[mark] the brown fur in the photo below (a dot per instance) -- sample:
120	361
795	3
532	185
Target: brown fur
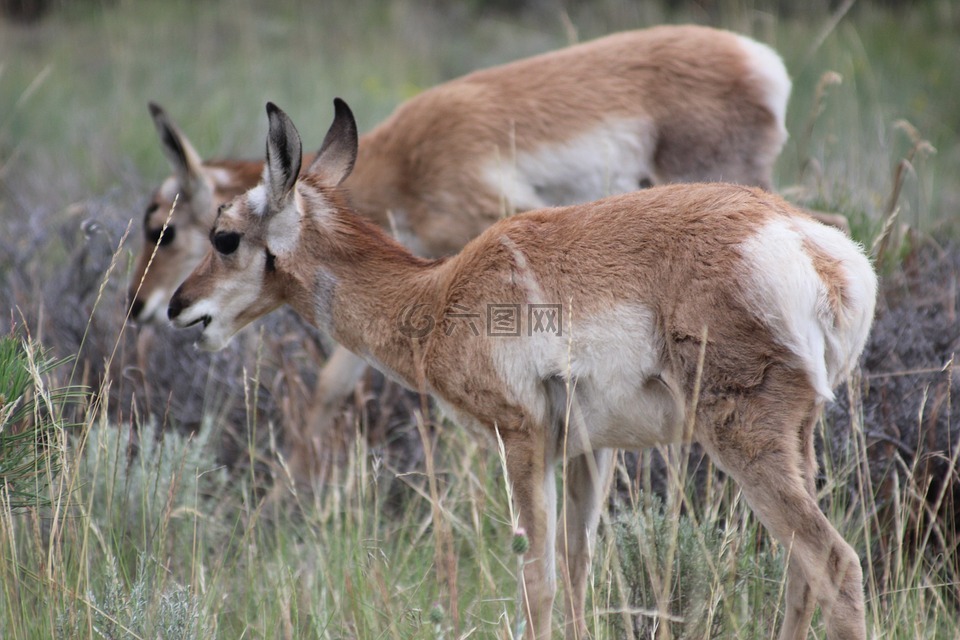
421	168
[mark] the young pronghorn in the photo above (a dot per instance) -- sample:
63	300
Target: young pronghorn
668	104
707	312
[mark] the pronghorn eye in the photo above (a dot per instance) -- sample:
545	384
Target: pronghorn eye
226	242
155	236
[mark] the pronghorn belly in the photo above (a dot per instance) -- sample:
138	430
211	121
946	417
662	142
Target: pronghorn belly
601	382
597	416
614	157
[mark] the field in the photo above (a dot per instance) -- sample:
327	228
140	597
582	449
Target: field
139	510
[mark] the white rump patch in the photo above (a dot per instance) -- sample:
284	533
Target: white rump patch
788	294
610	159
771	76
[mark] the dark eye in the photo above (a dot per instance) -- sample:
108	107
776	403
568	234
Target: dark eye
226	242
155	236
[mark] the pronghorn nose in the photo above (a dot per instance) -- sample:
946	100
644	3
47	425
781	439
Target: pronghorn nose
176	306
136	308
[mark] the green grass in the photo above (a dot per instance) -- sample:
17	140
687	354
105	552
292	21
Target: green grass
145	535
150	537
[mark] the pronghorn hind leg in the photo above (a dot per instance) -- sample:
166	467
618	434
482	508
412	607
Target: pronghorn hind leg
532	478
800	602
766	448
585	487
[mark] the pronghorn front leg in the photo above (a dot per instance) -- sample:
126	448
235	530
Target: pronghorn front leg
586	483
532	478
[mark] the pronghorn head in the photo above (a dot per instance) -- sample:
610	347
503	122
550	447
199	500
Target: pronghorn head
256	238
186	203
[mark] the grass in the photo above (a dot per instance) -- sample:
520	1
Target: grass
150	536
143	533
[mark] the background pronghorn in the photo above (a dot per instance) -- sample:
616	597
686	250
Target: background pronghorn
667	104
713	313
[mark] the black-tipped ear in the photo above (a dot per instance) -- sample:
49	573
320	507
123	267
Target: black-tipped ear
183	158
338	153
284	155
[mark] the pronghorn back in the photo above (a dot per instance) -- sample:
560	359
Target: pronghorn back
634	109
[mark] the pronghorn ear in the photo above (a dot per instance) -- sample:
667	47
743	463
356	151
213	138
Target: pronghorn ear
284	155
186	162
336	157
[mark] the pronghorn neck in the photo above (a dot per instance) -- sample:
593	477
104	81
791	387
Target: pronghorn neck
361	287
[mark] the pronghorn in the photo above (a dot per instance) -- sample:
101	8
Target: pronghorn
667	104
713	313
* * *
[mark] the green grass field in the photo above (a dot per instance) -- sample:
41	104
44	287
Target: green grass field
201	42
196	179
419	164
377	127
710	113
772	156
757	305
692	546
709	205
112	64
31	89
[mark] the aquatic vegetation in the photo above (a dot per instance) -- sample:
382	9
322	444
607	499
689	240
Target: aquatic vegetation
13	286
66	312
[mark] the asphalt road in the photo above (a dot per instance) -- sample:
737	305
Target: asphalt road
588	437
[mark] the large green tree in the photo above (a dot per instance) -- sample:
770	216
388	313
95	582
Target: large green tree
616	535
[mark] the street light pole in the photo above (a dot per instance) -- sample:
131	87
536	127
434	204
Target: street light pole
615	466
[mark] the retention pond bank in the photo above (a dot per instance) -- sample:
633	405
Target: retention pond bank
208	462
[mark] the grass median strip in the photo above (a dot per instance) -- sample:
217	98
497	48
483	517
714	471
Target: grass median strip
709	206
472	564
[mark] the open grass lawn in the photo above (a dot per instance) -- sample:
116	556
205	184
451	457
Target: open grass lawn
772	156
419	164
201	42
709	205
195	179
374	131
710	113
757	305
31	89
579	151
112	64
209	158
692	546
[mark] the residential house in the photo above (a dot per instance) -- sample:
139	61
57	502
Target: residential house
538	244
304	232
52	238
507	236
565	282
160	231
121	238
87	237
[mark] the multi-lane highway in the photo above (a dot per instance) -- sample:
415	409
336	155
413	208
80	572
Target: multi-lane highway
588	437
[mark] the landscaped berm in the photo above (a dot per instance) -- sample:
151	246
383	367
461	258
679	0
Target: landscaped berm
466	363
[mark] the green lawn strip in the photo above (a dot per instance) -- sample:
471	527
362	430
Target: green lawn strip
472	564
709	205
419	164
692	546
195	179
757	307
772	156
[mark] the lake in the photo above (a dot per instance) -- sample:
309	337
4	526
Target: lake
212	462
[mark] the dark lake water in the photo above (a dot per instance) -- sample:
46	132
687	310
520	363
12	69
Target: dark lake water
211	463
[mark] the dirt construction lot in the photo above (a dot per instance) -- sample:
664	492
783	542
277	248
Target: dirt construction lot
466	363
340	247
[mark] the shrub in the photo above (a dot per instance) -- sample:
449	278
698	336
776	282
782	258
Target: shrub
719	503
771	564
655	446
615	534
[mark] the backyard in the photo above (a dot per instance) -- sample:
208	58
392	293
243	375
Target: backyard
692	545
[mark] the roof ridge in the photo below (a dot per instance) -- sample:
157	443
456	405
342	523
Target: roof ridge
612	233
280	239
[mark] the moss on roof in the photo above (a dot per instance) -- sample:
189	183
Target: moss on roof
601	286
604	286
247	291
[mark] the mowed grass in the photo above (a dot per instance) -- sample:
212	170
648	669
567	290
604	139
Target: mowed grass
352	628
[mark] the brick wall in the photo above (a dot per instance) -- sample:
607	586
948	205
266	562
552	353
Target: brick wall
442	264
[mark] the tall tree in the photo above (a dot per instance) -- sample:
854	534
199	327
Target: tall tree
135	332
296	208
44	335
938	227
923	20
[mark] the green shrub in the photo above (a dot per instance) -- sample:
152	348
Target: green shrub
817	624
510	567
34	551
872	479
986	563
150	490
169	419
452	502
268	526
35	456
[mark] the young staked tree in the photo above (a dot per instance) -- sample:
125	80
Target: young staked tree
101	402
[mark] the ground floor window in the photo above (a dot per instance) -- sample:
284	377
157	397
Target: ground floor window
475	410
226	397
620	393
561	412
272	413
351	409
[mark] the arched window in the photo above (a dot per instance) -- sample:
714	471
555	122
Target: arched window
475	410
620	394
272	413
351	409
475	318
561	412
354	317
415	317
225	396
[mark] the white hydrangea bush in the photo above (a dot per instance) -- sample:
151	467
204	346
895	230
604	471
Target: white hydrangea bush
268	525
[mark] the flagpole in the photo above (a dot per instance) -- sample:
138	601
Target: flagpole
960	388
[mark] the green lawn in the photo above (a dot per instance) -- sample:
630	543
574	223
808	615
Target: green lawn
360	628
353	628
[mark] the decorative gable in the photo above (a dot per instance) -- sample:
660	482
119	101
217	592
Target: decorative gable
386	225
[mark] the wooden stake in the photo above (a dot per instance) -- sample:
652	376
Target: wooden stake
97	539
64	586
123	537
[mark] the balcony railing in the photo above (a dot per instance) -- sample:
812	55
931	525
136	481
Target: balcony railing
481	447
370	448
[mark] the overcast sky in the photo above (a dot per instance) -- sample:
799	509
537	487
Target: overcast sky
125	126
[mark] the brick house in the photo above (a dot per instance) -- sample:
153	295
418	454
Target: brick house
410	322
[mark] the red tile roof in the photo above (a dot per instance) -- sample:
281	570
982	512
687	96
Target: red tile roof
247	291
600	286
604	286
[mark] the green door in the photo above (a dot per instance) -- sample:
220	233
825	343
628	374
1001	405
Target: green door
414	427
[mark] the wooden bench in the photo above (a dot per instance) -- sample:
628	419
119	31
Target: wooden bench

EXERCISE BRIEF — Return every line above that contains the string "berm", matching case exactly.

FULL ANSWER —
[mark] the landscaped berm in the photo above (a dot per instance) -- sample:
Target: landscaped berm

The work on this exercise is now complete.